Task requirements — Give back every line of the data, word for word.

Task data —
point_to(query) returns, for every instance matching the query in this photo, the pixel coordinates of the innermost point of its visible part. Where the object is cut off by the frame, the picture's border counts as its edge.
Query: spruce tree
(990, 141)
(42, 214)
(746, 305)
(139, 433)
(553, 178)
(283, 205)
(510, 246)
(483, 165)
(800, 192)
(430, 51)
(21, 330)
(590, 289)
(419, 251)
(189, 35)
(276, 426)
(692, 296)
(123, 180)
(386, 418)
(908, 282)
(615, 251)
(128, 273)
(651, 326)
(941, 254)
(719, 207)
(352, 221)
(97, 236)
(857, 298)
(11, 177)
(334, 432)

Exercise result —
point_to(query) returns, for every instance matching the query in this photo, the pixel coordinates of the innermost point of its visible part. Where the object is cut off by the frame, the picture's border counts as its edge.
Query: spruce tree
(990, 141)
(42, 214)
(746, 305)
(139, 433)
(553, 178)
(283, 205)
(510, 246)
(483, 165)
(800, 192)
(430, 51)
(21, 330)
(590, 289)
(419, 251)
(189, 35)
(276, 426)
(692, 296)
(123, 180)
(386, 418)
(908, 282)
(615, 251)
(128, 273)
(651, 326)
(941, 254)
(719, 207)
(352, 221)
(97, 236)
(857, 298)
(11, 177)
(334, 432)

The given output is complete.